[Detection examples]
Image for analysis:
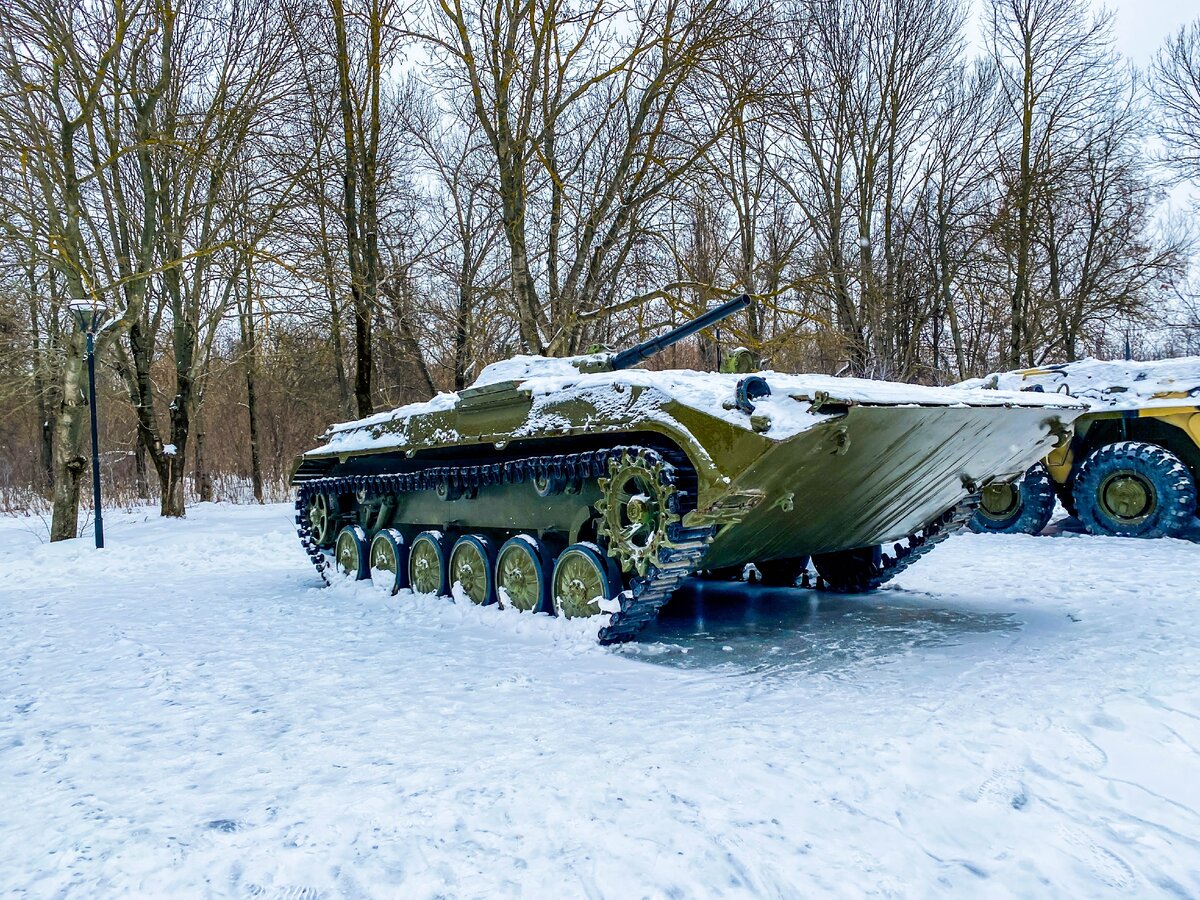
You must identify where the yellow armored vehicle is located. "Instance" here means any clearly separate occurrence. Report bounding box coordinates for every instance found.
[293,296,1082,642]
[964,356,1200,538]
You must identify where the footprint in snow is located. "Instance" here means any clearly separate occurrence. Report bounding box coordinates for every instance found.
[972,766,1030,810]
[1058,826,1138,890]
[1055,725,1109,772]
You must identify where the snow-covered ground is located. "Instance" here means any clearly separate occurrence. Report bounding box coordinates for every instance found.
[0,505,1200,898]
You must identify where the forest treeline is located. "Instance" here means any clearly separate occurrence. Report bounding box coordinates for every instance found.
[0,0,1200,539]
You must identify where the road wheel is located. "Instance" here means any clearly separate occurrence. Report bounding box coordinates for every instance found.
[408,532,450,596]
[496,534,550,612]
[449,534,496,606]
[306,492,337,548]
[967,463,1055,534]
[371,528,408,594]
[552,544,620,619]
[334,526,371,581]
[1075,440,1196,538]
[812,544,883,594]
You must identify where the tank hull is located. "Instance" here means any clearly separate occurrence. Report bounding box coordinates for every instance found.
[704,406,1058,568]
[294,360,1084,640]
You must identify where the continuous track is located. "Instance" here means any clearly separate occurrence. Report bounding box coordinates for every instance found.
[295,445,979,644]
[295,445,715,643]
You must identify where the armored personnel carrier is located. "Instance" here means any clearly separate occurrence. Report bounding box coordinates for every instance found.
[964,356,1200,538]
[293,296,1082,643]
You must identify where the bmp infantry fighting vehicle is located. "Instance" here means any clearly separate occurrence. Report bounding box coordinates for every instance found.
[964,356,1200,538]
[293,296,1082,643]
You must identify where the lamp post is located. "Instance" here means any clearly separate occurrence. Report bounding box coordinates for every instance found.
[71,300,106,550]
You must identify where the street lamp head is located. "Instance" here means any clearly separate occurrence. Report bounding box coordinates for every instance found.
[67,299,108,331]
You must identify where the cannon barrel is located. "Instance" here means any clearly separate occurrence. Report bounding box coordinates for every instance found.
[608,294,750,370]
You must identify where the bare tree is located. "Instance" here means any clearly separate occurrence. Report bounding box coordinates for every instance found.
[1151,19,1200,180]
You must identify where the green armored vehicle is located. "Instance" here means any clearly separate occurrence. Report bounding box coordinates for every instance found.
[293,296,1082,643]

• Written task: Which lines of the material contain the string "snow"? List each of them, copied in full.

• Full response:
You must identify where the footprint in snow is located. "Instance" here means any clearly separate occurrence. Report bounding box coordinates for every instance found.
You must identify where the snow-covered ground is located. "Instance" here means any clearly separate occurrence. Report bounding box coordinates for every instance found.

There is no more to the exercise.